### MATERIAL SHOWN
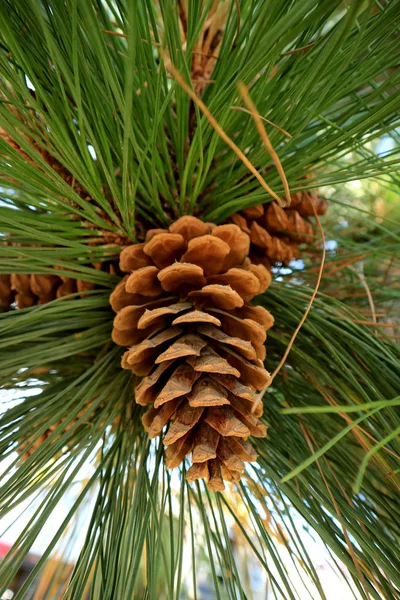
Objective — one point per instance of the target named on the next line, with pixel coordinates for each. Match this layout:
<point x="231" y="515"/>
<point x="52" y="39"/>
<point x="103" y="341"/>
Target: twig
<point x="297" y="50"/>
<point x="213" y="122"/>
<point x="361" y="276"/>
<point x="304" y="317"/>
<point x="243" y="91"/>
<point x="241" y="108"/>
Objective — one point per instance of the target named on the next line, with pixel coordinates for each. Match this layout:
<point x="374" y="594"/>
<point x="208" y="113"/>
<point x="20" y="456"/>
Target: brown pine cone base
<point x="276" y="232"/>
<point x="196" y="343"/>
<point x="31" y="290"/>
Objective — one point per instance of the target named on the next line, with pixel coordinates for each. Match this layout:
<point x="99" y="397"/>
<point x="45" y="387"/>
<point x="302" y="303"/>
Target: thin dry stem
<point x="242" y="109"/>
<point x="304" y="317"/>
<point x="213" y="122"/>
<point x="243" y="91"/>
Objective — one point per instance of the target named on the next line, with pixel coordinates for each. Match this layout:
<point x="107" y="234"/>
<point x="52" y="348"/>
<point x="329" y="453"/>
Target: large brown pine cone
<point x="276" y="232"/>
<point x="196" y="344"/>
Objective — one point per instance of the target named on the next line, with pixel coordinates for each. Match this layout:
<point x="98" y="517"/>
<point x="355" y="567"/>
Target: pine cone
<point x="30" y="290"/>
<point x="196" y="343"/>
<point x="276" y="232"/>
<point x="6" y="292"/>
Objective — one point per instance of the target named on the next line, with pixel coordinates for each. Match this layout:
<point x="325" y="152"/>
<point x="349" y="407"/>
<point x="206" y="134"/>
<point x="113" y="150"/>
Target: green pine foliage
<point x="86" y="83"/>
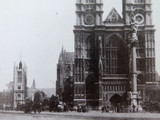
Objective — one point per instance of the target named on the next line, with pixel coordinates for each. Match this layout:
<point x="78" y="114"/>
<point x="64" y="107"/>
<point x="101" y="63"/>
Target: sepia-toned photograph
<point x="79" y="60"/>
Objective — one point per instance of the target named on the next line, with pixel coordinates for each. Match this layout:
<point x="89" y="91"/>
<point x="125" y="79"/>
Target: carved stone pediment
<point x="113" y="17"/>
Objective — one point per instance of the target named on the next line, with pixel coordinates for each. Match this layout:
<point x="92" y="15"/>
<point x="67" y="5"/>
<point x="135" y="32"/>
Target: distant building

### WHAT YOU ARE ASKED TO DO
Omit the pictures and output all of the other material exactly.

### COMPLETE RESPONSE
Objective — one point per instance of the target named on the next line, with pixel coordinates for each. Match this layout:
<point x="231" y="515"/>
<point x="52" y="39"/>
<point x="103" y="341"/>
Target: twig
<point x="297" y="50"/>
<point x="213" y="122"/>
<point x="361" y="276"/>
<point x="304" y="317"/>
<point x="243" y="91"/>
<point x="241" y="108"/>
Objective — one point per instance of the target named on the next line, with pixel coordinates for each. Match this layout:
<point x="374" y="594"/>
<point x="208" y="113"/>
<point x="20" y="456"/>
Target: brown pine cone base
<point x="276" y="232"/>
<point x="196" y="343"/>
<point x="31" y="290"/>
Objective — one point per instance of the target named on the next line, with pixel coordinates for each. Match this layout:
<point x="99" y="397"/>
<point x="45" y="387"/>
<point x="302" y="303"/>
Target: thin dry stem
<point x="242" y="109"/>
<point x="304" y="317"/>
<point x="213" y="122"/>
<point x="243" y="91"/>
Objective — one point per instance of the target named on the next line, with pixel coordinates for each. Match this layout:
<point x="107" y="234"/>
<point x="52" y="348"/>
<point x="329" y="453"/>
Target: large brown pine cone
<point x="276" y="232"/>
<point x="196" y="344"/>
Objective — one point per instance of the target named on the next line, with pixel coordinates for each. Match this layout:
<point x="98" y="517"/>
<point x="355" y="567"/>
Target: pine cone
<point x="30" y="290"/>
<point x="196" y="343"/>
<point x="276" y="232"/>
<point x="6" y="292"/>
Objective — one point per instance of the target named on the next line, with pixel coordinates for each. Match this layout:
<point x="325" y="152"/>
<point x="349" y="407"/>
<point x="206" y="134"/>
<point x="113" y="150"/>
Target: green pine foliage
<point x="86" y="83"/>
Objective — one point per instance of the target named on the next line, with pixel coordinates for each. Match this layout:
<point x="78" y="114"/>
<point x="64" y="107"/>
<point x="101" y="63"/>
Target: sepia-toned photograph
<point x="79" y="60"/>
Objective — one point per instance of the target named on the next line, with pixel coordinates for each. Match this layout:
<point x="89" y="91"/>
<point x="125" y="79"/>
Target: carved stone pediment
<point x="113" y="17"/>
Objective — one point per instance of the target named on the next line, with pixel coordinates for each. Match this layout:
<point x="92" y="15"/>
<point x="67" y="5"/>
<point x="135" y="32"/>
Target: distant building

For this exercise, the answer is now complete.